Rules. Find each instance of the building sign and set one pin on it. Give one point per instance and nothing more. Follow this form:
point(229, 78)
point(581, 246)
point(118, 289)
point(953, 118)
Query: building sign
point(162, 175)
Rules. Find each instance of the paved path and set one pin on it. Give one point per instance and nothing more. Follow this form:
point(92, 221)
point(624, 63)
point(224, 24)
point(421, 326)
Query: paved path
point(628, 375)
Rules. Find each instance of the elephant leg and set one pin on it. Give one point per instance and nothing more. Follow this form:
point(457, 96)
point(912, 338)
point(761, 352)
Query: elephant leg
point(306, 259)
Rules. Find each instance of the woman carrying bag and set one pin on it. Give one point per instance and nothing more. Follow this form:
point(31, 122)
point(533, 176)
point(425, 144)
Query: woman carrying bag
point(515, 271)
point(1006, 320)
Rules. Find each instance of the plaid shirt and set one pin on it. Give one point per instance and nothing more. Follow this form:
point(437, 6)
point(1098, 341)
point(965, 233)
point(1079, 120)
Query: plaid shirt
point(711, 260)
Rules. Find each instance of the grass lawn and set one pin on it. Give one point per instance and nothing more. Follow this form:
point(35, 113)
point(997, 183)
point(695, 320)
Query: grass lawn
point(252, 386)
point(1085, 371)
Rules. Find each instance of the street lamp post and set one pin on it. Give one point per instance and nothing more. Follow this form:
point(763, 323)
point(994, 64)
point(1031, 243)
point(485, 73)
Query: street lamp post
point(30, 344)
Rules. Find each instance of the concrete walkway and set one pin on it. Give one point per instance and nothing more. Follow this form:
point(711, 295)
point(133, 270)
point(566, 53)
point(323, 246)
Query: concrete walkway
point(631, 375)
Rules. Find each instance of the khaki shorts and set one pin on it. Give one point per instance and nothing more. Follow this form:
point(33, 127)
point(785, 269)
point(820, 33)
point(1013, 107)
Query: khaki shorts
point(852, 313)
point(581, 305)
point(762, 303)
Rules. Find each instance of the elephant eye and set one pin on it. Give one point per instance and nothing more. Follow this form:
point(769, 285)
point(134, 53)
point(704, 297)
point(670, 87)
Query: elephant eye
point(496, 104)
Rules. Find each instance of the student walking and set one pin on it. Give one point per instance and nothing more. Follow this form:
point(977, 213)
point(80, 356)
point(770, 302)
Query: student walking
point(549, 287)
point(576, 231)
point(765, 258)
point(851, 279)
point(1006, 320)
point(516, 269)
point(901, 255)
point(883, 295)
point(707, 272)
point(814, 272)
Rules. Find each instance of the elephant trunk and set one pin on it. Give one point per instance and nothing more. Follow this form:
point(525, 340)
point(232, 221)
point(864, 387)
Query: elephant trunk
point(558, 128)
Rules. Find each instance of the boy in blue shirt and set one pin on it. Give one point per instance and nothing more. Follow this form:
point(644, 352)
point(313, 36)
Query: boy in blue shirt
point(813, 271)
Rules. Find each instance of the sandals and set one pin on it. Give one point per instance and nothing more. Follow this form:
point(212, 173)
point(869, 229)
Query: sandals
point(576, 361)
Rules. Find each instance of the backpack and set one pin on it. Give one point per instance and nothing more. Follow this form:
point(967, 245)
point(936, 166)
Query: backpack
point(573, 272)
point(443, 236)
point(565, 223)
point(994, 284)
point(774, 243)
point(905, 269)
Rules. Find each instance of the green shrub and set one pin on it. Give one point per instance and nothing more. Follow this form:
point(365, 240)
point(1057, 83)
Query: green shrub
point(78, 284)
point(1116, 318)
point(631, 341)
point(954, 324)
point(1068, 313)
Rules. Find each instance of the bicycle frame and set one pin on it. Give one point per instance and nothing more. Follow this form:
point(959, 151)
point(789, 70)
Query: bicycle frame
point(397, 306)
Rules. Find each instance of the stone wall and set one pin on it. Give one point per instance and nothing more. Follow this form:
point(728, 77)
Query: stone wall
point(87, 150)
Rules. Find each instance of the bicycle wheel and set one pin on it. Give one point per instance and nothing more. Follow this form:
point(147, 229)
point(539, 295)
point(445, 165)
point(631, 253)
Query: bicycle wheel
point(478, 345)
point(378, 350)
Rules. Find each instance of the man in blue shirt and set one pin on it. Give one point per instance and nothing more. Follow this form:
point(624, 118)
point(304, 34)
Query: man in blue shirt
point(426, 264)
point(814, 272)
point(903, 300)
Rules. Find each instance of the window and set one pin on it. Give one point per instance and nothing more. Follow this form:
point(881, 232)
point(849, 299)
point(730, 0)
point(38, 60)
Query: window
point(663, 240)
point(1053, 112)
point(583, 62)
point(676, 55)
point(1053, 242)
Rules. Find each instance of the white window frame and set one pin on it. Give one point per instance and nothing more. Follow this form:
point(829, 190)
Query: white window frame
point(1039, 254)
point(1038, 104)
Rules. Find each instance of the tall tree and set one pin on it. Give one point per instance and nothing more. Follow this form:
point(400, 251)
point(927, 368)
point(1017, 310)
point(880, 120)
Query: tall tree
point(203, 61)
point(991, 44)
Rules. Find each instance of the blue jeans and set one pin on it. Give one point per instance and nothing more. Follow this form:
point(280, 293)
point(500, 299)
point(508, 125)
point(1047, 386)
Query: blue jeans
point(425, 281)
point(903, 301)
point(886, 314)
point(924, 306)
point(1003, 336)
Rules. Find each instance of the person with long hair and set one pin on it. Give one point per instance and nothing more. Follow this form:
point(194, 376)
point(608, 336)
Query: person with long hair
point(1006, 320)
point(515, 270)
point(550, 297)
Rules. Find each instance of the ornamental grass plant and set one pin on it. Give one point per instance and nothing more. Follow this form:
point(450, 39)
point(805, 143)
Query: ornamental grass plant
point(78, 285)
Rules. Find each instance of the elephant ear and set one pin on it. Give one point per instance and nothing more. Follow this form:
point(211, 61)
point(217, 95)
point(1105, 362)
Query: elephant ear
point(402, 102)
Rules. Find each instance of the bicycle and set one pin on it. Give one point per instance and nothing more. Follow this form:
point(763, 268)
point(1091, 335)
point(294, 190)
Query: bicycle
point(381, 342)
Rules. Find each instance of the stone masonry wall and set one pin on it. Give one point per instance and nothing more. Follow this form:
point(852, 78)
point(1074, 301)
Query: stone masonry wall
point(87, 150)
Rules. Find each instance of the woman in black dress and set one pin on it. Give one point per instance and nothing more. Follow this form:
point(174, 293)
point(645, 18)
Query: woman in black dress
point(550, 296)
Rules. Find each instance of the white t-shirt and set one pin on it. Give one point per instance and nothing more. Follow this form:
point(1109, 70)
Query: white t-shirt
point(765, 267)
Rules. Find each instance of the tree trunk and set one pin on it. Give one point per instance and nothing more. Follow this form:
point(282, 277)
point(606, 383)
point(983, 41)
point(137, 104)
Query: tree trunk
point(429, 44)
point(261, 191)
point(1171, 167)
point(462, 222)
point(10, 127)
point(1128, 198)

═══

## [REQUEST]
Write every line of the records above as a JSON list of strings, one string per line, and leave out any blank lines.

## [WRITTEN SOLUTION]
[
  "Rules. Find each instance of the building sign and set one pin on it. Give one point per instance and nothing more. Follow this form:",
  "point(229, 78)",
  "point(581, 246)",
  "point(118, 289)",
  "point(953, 118)",
  "Query: building sign",
  "point(162, 175)",
  "Rules. Find each instance of the paved path and set one pin on it. Give one point per instance and nothing more. Follow this form:",
  "point(92, 221)",
  "point(624, 63)",
  "point(224, 24)",
  "point(421, 326)",
  "Query: paved path",
  "point(628, 375)",
  "Rules. Find each instance of the elephant leg and set one pin on it. Give one point per instance and nothing more. Follow this form:",
  "point(457, 96)",
  "point(912, 338)",
  "point(761, 352)",
  "Query: elephant leg",
  "point(306, 259)",
  "Rules. Find each instance of the woman carrying bag and set one pin on it. Give one point per instance and nothing more. Follow this form:",
  "point(31, 122)",
  "point(533, 176)",
  "point(425, 144)",
  "Query: woman carrying bag",
  "point(515, 271)",
  "point(1006, 320)",
  "Rules. Find each instance of the plaid shirt and set one pin on it. Give one point per instance and nothing more. Follow this form:",
  "point(437, 6)",
  "point(1098, 341)",
  "point(965, 233)",
  "point(1079, 120)",
  "Query: plaid shirt",
  "point(711, 260)",
  "Rules. Find each instance of the grass lawn and set one pin on it. Give one point per instance and nothing more. Follow this form:",
  "point(35, 113)",
  "point(997, 183)",
  "point(695, 320)",
  "Query: grass lawn",
  "point(252, 386)",
  "point(1085, 371)",
  "Rules. Find each instance of the street lamp post and set one pin on it. Give one point per instance and nothing more. Follow this form:",
  "point(763, 323)",
  "point(994, 64)",
  "point(1031, 243)",
  "point(485, 73)",
  "Query: street lamp post",
  "point(30, 344)",
  "Rules. Find each instance of the concrete walkway and set one pin on it. Give one point per instance and nothing more. Follow this form:",
  "point(711, 295)",
  "point(133, 270)",
  "point(566, 53)",
  "point(323, 246)",
  "Query: concrete walkway",
  "point(631, 375)",
  "Rules. Find each instance of the khaki shorts and set one pin on it. Give one point per instance and nothing more. Follow this form:",
  "point(33, 127)",
  "point(785, 269)",
  "point(820, 33)",
  "point(1013, 107)",
  "Query: khaki shorts",
  "point(852, 313)",
  "point(581, 305)",
  "point(762, 303)",
  "Rules. Find each instance of the elephant eye and set one pin on it. Give one point per instance and nothing more. Follow this form:",
  "point(769, 285)",
  "point(134, 53)",
  "point(704, 297)",
  "point(670, 87)",
  "Query: elephant eye",
  "point(496, 104)",
  "Rules. Find each instance of the student walking and set one pin on it. Give one point per instance and nothing more. Follow this form:",
  "point(977, 213)",
  "point(80, 356)",
  "point(770, 302)",
  "Query: student walking",
  "point(549, 287)",
  "point(576, 231)",
  "point(765, 258)",
  "point(851, 279)",
  "point(1006, 320)",
  "point(516, 269)",
  "point(901, 255)",
  "point(883, 295)",
  "point(707, 272)",
  "point(814, 272)",
  "Rules. Find each instance of the elephant trunk and set one pin on it. Give one point per instance and nothing more. Follow this form:",
  "point(525, 340)",
  "point(232, 221)",
  "point(864, 387)",
  "Query: elephant trunk",
  "point(558, 128)",
  "Rules. Find each instance of the boy in blue shirt and set one pin on it. Give one point per instance and nothing more. Follow this form:",
  "point(644, 352)",
  "point(313, 36)",
  "Query: boy in blue shirt",
  "point(813, 271)",
  "Rules. Find each instance of the sandals and set one pin on it. Give one point per instance and nothing more. Follow this form:",
  "point(212, 173)",
  "point(869, 229)",
  "Query: sandals",
  "point(576, 361)",
  "Rules. Find each instance of the backpack and set one pin on it. Give one point per instance and nothing more. Follow this form:",
  "point(967, 245)",
  "point(936, 166)",
  "Query: backpack",
  "point(573, 272)",
  "point(443, 236)",
  "point(565, 223)",
  "point(994, 284)",
  "point(774, 243)",
  "point(905, 269)",
  "Rules. Find each instance of the green shrub and set one pin on it. Give one point per instance and nothing more. Follow this form:",
  "point(365, 240)",
  "point(1057, 83)",
  "Query: green shrub",
  "point(78, 284)",
  "point(1116, 318)",
  "point(631, 341)",
  "point(954, 324)",
  "point(1068, 313)",
  "Rules. Find each instance of the bicycle frame and set one pin on it. Give one point per instance and nothing more. Follow this form:",
  "point(959, 151)",
  "point(789, 70)",
  "Query: bicycle frame",
  "point(397, 306)",
  "Rules. Find each instance of the stone wall and set one pin on it. Give one point per instance and nothing more. Follow this form:",
  "point(728, 77)",
  "Query: stone wall",
  "point(87, 150)",
  "Rules. Find each instance of the bicycle wheel and set one pin on it. Give one point per instance and nothing more. Follow this form:",
  "point(147, 229)",
  "point(539, 295)",
  "point(445, 165)",
  "point(631, 253)",
  "Query: bicycle wheel",
  "point(478, 345)",
  "point(378, 350)",
  "Rules. Find each instance of the man in blue shirt and set one pin on it. Give one point per instance and nothing more. Follow this form:",
  "point(624, 118)",
  "point(304, 34)",
  "Query: man in blue shirt",
  "point(426, 264)",
  "point(814, 272)",
  "point(903, 300)",
  "Rules. Find each instance of the window and set one pin on it. Give one point per instance and nothing more. Follow this form:",
  "point(881, 232)",
  "point(849, 299)",
  "point(730, 0)",
  "point(38, 60)",
  "Query: window",
  "point(663, 240)",
  "point(1053, 112)",
  "point(583, 62)",
  "point(676, 55)",
  "point(1053, 242)",
  "Rules. Find each instance of the white window frame and set one pin on it. Give one point per instance and nothing more. Follow this form:",
  "point(829, 190)",
  "Query: white window frame",
  "point(1039, 254)",
  "point(1038, 104)",
  "Rules. Find each instance of the tall tree and set one pin on it. Give one point per instance and nothing more. Follow this form:",
  "point(400, 251)",
  "point(927, 368)",
  "point(1017, 310)",
  "point(880, 120)",
  "Query: tall tree",
  "point(203, 61)",
  "point(991, 44)",
  "Rules. Find each instance of the blue jeans and set one pin on it. Give one point per instance and nothing more. Follow this form:",
  "point(280, 293)",
  "point(500, 299)",
  "point(508, 125)",
  "point(1047, 386)",
  "Query: blue jeans",
  "point(425, 281)",
  "point(903, 301)",
  "point(886, 314)",
  "point(924, 306)",
  "point(1003, 336)",
  "Rules. Find each instance of the person with long hair and set one pin on it. Give one point per instance and nothing more. Follow this form:",
  "point(194, 376)",
  "point(608, 336)",
  "Query: person with long hair",
  "point(1006, 320)",
  "point(515, 270)",
  "point(550, 297)",
  "Rules. Find each instance of the ornamental grass plant and set one pin on it. Give one point per instance and nothing more. Follow this form:",
  "point(450, 39)",
  "point(805, 143)",
  "Query: ornamental grass plant",
  "point(78, 285)",
  "Rules. Find each instance of the elephant ear and set one pin on it. Give one point per instance and nothing more. Follow this form:",
  "point(211, 61)",
  "point(217, 95)",
  "point(1105, 362)",
  "Query: elephant ear",
  "point(402, 102)",
  "Rules. Find each instance of the bicycle and set one pin on it. Give one point per instance and nothing more. Follow this form:",
  "point(763, 268)",
  "point(1091, 335)",
  "point(294, 190)",
  "Query: bicycle",
  "point(381, 342)",
  "Rules. Find each instance of the stone masonry wall and set one pin on it. Give one point per instance and nothing more. Follow this form:",
  "point(852, 78)",
  "point(1074, 301)",
  "Query: stone masonry wall",
  "point(87, 150)",
  "Rules. Find each instance of the woman in black dress and set one pin on it. Give one point per instance and nothing more. Follow this form:",
  "point(174, 293)",
  "point(645, 18)",
  "Query: woman in black dress",
  "point(550, 296)",
  "Rules. Find each instance of the white t-shirt and set one pin on it. Give one point per instance and nothing more. Follow this form:",
  "point(1109, 70)",
  "Query: white t-shirt",
  "point(765, 267)",
  "Rules. Find each instance of the tree trunk and set one pin on it. Give one point per instance and nothing more. Follow this form:",
  "point(282, 277)",
  "point(606, 383)",
  "point(983, 41)",
  "point(137, 104)",
  "Query: tree trunk",
  "point(429, 44)",
  "point(261, 191)",
  "point(1171, 167)",
  "point(462, 222)",
  "point(10, 127)",
  "point(1128, 198)"
]